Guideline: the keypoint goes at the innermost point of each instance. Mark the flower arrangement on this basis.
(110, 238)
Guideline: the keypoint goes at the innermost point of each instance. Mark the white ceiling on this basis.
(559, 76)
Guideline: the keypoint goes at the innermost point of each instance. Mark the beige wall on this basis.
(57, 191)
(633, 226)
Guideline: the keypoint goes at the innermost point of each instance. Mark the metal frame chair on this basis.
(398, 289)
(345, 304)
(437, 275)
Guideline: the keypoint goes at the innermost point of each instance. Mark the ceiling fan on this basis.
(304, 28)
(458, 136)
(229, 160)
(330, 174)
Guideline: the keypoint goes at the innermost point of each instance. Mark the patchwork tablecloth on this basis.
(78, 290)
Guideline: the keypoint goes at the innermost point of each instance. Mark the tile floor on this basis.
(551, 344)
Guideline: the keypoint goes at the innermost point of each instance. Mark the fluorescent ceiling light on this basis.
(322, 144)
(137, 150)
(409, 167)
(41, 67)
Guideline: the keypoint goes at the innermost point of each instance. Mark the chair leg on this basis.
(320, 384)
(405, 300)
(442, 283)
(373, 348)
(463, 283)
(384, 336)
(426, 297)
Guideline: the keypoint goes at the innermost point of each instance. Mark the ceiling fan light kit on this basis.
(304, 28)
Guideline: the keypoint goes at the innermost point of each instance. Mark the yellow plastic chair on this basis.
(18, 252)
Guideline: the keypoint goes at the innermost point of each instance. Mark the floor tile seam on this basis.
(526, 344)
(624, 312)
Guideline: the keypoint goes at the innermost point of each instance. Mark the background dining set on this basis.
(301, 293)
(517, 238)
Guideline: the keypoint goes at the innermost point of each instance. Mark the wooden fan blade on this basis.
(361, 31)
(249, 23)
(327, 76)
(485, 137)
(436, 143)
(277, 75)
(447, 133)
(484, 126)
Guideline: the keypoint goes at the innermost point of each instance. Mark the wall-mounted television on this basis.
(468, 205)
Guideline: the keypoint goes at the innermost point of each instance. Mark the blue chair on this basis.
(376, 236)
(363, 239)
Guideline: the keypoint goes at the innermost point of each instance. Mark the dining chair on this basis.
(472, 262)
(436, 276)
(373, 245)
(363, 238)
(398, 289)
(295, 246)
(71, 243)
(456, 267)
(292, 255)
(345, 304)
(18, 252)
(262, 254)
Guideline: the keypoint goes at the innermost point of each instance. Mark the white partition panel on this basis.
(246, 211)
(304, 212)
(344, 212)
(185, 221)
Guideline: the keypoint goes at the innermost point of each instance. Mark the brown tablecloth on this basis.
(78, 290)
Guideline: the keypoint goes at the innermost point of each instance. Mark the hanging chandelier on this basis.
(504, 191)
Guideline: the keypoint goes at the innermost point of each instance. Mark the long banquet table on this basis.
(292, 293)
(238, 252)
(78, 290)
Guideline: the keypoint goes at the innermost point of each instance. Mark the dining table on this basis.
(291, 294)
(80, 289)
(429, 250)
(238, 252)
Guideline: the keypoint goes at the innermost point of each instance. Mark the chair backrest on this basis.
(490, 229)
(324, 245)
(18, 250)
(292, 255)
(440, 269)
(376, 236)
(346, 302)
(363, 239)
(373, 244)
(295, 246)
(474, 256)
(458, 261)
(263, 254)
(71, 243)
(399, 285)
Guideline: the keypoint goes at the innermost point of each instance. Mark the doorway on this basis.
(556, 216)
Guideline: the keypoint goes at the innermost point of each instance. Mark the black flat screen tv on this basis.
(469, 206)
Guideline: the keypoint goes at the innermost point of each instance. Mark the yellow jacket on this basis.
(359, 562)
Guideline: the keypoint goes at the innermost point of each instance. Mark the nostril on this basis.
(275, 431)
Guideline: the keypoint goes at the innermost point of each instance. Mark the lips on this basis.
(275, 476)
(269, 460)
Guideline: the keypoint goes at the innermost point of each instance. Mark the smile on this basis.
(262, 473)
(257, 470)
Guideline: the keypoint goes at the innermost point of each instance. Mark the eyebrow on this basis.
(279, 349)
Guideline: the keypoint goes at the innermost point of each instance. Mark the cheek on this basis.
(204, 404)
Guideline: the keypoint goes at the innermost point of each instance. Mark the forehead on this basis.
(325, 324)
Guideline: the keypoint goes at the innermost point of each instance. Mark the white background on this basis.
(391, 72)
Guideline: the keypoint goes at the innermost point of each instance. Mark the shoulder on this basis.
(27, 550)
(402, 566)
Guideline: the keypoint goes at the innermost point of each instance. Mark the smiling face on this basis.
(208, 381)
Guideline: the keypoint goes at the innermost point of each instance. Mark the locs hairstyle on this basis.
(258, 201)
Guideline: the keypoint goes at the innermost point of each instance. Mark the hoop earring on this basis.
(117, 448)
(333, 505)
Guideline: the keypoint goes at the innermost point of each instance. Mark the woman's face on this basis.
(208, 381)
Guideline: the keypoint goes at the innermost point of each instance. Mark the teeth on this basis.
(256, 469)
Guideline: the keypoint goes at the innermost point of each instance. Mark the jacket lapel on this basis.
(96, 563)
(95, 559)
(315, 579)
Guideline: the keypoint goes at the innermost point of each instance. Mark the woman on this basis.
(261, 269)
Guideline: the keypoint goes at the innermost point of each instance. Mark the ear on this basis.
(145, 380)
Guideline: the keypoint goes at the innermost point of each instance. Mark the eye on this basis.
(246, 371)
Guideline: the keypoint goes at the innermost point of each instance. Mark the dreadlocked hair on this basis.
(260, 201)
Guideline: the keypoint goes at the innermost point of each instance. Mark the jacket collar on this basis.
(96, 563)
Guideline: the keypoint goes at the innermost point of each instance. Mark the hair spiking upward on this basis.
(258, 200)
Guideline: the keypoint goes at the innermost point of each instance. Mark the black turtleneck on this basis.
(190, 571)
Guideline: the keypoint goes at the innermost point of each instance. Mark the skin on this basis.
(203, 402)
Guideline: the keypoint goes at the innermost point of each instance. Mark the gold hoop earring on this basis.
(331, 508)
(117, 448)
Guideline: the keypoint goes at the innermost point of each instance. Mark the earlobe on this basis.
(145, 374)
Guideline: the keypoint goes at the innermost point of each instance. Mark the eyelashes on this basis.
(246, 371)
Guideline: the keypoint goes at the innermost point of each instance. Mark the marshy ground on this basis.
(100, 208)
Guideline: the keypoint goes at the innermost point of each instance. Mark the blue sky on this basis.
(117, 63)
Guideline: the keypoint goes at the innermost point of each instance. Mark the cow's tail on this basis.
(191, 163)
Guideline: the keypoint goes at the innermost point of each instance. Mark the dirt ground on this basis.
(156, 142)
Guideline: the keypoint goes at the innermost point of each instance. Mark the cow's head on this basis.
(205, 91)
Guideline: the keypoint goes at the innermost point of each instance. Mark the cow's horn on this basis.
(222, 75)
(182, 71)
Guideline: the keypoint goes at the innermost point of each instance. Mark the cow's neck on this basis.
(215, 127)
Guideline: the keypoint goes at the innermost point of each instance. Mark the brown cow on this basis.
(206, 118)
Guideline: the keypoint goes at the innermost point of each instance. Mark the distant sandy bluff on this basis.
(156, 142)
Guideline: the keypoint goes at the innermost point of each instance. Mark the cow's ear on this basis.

[Instructions for the task] Write out the entire listing exactly.

[Output for this task]
Guideline: the keypoint goes at the innermost point of each instance. Mark the flower arrangement on this basis.
(110, 238)
Guideline: the keypoint goes at the innermost point of each instance. Mark the white ceiling on this basis.
(559, 76)
Guideline: the keypoint goes at the innermost point of each instance. Mark the beige wall on this basis.
(57, 191)
(633, 226)
Guideline: the keypoint goes at the innermost point of each instance. Mark the metal frame chair on this basis.
(398, 289)
(345, 304)
(437, 275)
Guideline: the keypoint goes at the innermost point of each instance. Mark the ceiling fan on this basis.
(304, 28)
(458, 136)
(229, 160)
(330, 174)
Guideline: the keypoint goes at the innermost point of each instance. Mark the patchwork tablecloth on this basis.
(78, 290)
Guideline: the keypoint goes at the innermost point of each instance. Mark the tile floor on this basis.
(551, 344)
Guideline: the keypoint goes at the innermost point of each instance. Mark the fluorescent ceiling light on this basis.
(322, 144)
(137, 150)
(409, 167)
(41, 67)
Guideline: the keypoint goes at the innermost point of each instance. Mark the chair leg on this basis.
(320, 384)
(405, 300)
(442, 283)
(373, 348)
(463, 283)
(384, 336)
(426, 297)
Guideline: the keypoint goes at the innermost point of each instance. Mark the ceiling fan light kit on this basis.
(304, 28)
Guideline: the keypoint goes at the innermost point of each instance. Mark the yellow plastic chair on this basis.
(18, 252)
Guideline: the keypoint goes at the innermost point of each instance. Mark the floor tile seam on this basis.
(526, 344)
(624, 312)
Guideline: the keypoint goes at the innermost point of each instance. Mark the background dining set on this basis.
(301, 293)
(517, 238)
Guideline: the keypoint goes at the innermost point of each instance. Mark the wooden fan blade on this basis.
(361, 31)
(249, 23)
(327, 76)
(485, 137)
(436, 143)
(277, 75)
(447, 133)
(484, 126)
Guideline: the keypoint goes at the innermost point of each instance. Mark the wall-mounted television on this basis.
(468, 205)
Guideline: the keypoint goes at the innermost point of each instance. Mark the blue chair on this basis.
(376, 236)
(363, 239)
Guideline: the keypoint goes at the innermost point of each instance. Mark the dining chair on this basis.
(472, 262)
(436, 276)
(373, 245)
(363, 238)
(398, 289)
(295, 246)
(71, 243)
(456, 267)
(292, 255)
(345, 304)
(18, 252)
(262, 254)
Guideline: the keypoint goes at the innermost point of each instance. Mark the white partition panel on this basis.
(246, 211)
(304, 212)
(344, 212)
(185, 221)
Guideline: the keypoint goes at the innermost point of each instance. Mark the brown tablecloth on this basis.
(78, 290)
Guideline: the keypoint goes at the innermost point of each instance. Mark the hanging chandelier on this basis.
(504, 191)
Guideline: the keypoint goes at the innermost point of each instance. Mark the long banquet table on this basis.
(292, 293)
(238, 252)
(78, 290)
Guideline: the keypoint goes at the innermost point of each instance. Mark the dining table on this basis.
(291, 294)
(80, 289)
(429, 250)
(238, 252)
Guideline: the keypoint goes at the innermost point of each instance. Mark the chair backrest on this basis.
(490, 229)
(324, 245)
(18, 250)
(292, 255)
(440, 269)
(376, 236)
(346, 302)
(363, 239)
(373, 244)
(295, 246)
(474, 256)
(458, 261)
(263, 254)
(71, 243)
(399, 285)
Guideline: the keypoint goes at the innermost point of each instance. Mark the doorway on this basis.
(556, 216)
Guideline: the keypoint goes at the innermost point of each instance. Mark the black flat screen tv on this basis.
(469, 206)
Guideline: the keypoint goes at the innermost point of each instance. Mark the yellow jacket on this basis.
(359, 562)
Guideline: the keypoint goes at the innermost point of each instance. Mark the nostril on this basis.
(275, 431)
Guideline: the keypoint goes at the innermost point of each instance. Mark the lips on this basis.
(275, 476)
(269, 460)
Guideline: the keypoint goes at the innermost point of each instance. Mark the smile on this basis.
(262, 473)
(257, 470)
Guideline: the keypoint goes at the innermost point of each instance. Mark the eyebrow on this basis.
(279, 349)
Guideline: the keypoint goes at the innermost point of each instance. Mark the cheek on this basis.
(204, 404)
Guideline: the keypoint goes at the innermost point of each instance. Mark the forehead on this basis.
(325, 324)
Guideline: the keypoint goes at the innermost point of each instance. Mark the white background on this basis.
(391, 72)
Guideline: the keypoint goes at the innermost point of each instance. Mark the shoulder on this basis.
(27, 550)
(402, 566)
Guideline: the keypoint goes at the innermost point of each instance. Mark the smiling face on this basis.
(208, 381)
Guideline: the keypoint goes at the innermost point of each instance. Mark the locs hairstyle on this basis.
(258, 201)
Guideline: the keypoint goes at the innermost point of each instance. Mark the hoop earring on this basis.
(117, 448)
(333, 505)
Guideline: the keypoint goes at the innermost point of each instance. Mark the woman's face on this basis.
(208, 381)
Guideline: the keypoint goes at the innermost point of each instance. Mark the teeth on this basis.
(256, 469)
Guideline: the keypoint goes at the innermost point of each instance. Mark the jacket lapel on this basis.
(96, 563)
(95, 559)
(315, 579)
Guideline: the keypoint goes at the innermost point of each instance. Mark the woman on this basis.
(261, 269)
Guideline: the keypoint goes at the innermost point of each instance. Mark the ear on this basis.
(145, 380)
Guideline: the keypoint goes at the innermost point of each instance. Mark the eye on this basis.
(246, 371)
Guideline: the keypoint goes at the innermost point of each instance. Mark the dreadlocked hair on this basis.
(260, 201)
Guideline: the keypoint goes at the innermost point of each instance. Mark the jacket collar on this basis.
(96, 563)
Guideline: the keypoint goes at the innermost point of each instance. Mark the hair spiking upward on this basis.
(258, 200)
Guideline: the keypoint goes at the innermost point of each instance. Mark the black turtleneck on this basis.
(190, 571)
Guideline: the keypoint goes at the innermost point of each instance. Mark the skin on this basis.
(203, 402)
Guideline: the keypoint goes at the innermost point of each instance. Mark the gold hoop earring on this basis.
(331, 508)
(117, 448)
Guideline: the keypoint goes at the innermost point of each instance. Mark the earlobe on this basis.
(145, 374)
Guideline: the keypoint goes at the innermost point of each instance. Mark the eyelashes on this basis.
(246, 371)
Guideline: the keypoint goes at the innermost point of each instance. Mark the marshy ground on this basis.
(100, 208)
Guideline: the keypoint goes at the innermost point of each instance. Mark the blue sky on this basis.
(117, 63)
Guideline: the keypoint goes at the innermost point of each instance. Mark the cow's tail on this basis.
(191, 163)
Guideline: the keypoint goes at the innermost point of each instance. Mark the dirt ground on this basis.
(156, 142)
Guideline: the keypoint goes at the innermost point of each instance. Mark the cow's head on this basis.
(205, 91)
Guideline: the keypoint goes at the innermost point of each instance. Mark the cow's horn on this basis.
(222, 75)
(182, 71)
Guideline: the keypoint goes at the innermost point of each instance. Mark the cow's neck on this basis.
(215, 127)
Guideline: the keypoint goes at the innermost point of each instance. Mark the brown cow on this basis.
(206, 118)
Guideline: the keypoint goes at the innermost point of each instance. Mark the distant sandy bluff on this basis.
(156, 142)
Guideline: the keypoint goes at the innermost point of each instance. Mark the cow's ear on this basis.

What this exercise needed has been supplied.